Yet the interference doesn’t stop. Mr Biden, who must decide very soon if he will enter the race for the 2016 Democratic nomination, scored a remarkable 25 per cent support in a Bloomberg Politics poll, a mere eight points behind Mrs Clinton at 33 per cent.
Meanwhile it was reported that FBI agents investigating whether national security may have been harmed by Mrs Clinton’s use of a personal email server while she was Secretary of State have managed to retrieve thousands of emails from it that she said had been deleted.
The revelation, first reported by Bloomberg News, underlines the extent to which the investigation is now out of Mrs Clinton’s hands. It seems likely also now that it will not be over in time for 1 February next year, when state-by-state primary voting for the Democratic nominee begins.
Earlier this year, Mrs Clinton said she had handed over some 30,000 emails from her server for review but that an additional 30,000 emails she deemed personal had been wiped, covering subjects such as wedding arrangements for her daughter Chelsea. Now the prospect arises that some of those emails, now under an FBI microscope, could be leaked.
Mrs Clinton has little choice but to plough on. She had been under pressure for weeks to take a stand on the so-called XL Pipeline, which would convey unrefined oil from the Alberta tar sands to refineries on the Gulf Coast. Opposing its construction is a litmus test for the environmental wing of the party.

▶ DATA EXCERPTS
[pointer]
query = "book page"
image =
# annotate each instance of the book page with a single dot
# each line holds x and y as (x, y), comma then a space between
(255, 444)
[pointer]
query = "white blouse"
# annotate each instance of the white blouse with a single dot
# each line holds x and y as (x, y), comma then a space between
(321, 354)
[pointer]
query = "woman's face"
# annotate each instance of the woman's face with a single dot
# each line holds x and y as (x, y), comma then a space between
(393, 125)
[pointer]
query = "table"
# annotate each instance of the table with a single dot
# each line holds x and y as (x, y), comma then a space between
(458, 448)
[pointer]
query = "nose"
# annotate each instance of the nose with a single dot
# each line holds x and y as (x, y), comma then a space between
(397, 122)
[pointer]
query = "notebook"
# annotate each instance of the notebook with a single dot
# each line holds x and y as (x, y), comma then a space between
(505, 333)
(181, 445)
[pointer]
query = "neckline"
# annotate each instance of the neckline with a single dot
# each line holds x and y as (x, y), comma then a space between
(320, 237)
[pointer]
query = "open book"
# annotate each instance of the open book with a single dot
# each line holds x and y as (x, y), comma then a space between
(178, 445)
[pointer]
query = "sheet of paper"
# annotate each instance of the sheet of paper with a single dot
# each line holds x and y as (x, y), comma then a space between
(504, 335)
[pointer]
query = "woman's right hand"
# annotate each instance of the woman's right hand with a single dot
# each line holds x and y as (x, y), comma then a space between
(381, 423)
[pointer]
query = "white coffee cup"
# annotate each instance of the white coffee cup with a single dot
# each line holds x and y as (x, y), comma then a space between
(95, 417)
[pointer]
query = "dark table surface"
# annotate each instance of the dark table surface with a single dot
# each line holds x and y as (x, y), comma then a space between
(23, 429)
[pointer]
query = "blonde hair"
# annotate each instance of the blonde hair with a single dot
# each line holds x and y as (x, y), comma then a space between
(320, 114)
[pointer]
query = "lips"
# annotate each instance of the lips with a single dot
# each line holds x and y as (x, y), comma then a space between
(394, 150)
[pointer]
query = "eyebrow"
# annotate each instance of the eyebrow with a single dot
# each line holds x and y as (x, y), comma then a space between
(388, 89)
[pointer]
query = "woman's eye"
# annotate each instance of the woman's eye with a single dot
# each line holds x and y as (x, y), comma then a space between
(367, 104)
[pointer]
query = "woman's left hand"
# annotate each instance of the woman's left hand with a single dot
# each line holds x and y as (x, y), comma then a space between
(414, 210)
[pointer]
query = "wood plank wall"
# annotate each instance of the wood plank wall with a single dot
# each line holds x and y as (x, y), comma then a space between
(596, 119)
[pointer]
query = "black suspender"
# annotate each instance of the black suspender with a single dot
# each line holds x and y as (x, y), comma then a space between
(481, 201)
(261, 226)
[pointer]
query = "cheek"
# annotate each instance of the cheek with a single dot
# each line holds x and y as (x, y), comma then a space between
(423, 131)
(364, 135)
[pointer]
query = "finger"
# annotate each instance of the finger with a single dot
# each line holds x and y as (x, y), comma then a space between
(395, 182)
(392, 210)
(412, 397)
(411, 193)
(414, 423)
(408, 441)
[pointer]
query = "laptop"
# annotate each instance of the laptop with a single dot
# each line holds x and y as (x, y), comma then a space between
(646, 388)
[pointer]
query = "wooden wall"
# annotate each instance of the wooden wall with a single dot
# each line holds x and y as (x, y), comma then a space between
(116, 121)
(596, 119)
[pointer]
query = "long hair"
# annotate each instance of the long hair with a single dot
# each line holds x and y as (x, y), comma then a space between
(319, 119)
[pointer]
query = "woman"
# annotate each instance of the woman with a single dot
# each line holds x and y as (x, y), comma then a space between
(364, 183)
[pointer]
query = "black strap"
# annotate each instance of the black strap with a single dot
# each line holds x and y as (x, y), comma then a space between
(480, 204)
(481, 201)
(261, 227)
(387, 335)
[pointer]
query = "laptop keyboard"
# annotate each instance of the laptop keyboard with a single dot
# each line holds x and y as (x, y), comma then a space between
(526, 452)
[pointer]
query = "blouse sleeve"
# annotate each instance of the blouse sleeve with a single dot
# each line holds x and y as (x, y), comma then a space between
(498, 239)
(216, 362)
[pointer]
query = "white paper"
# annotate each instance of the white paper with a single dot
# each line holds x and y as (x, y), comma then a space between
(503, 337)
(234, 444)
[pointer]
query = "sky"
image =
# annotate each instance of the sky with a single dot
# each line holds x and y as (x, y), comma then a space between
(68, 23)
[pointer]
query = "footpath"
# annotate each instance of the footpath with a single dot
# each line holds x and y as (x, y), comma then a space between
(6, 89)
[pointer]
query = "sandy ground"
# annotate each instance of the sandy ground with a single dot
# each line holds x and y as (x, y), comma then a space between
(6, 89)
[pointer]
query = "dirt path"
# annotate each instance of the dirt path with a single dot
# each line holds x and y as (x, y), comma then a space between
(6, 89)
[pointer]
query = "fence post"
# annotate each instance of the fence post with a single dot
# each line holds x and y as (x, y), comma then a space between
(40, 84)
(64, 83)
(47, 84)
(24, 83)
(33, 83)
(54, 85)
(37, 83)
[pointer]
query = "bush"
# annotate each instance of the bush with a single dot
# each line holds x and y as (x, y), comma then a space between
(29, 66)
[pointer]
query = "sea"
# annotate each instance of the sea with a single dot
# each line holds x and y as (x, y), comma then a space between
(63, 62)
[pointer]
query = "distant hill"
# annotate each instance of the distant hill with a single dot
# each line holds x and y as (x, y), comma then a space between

▶ WHAT YOU NEED TO DO
1 > Condense the paragraph in the article on Mrs Clinton's campaign that begins "Earlier this year, Mrs Clinton said" into a short bulleted list that keeps its main facts.
2 > In one to three sentences, explain why the article on Mrs Clinton's campaign says there is now a prospect that some of her personal emails could be leaked.

▶ ANSWERS BELOW
1 >
- Mrs Clinton said she had turned over about 30,000 emails from her server for review.
- She said another 30,000 emails she considered personal had been wiped, including ones about her daughter Chelsea's wedding arrangements.
- With those emails now under FBI scrutiny, some could be leaked.

2 > Mrs Clinton said about 30,000 emails she deemed personal had been wiped. However, FBI agents investigating her personal email server have reportedly retrieved thousands of emails she said were deleted. Because those emails are now under FBI scrutiny, some of them could be leaked.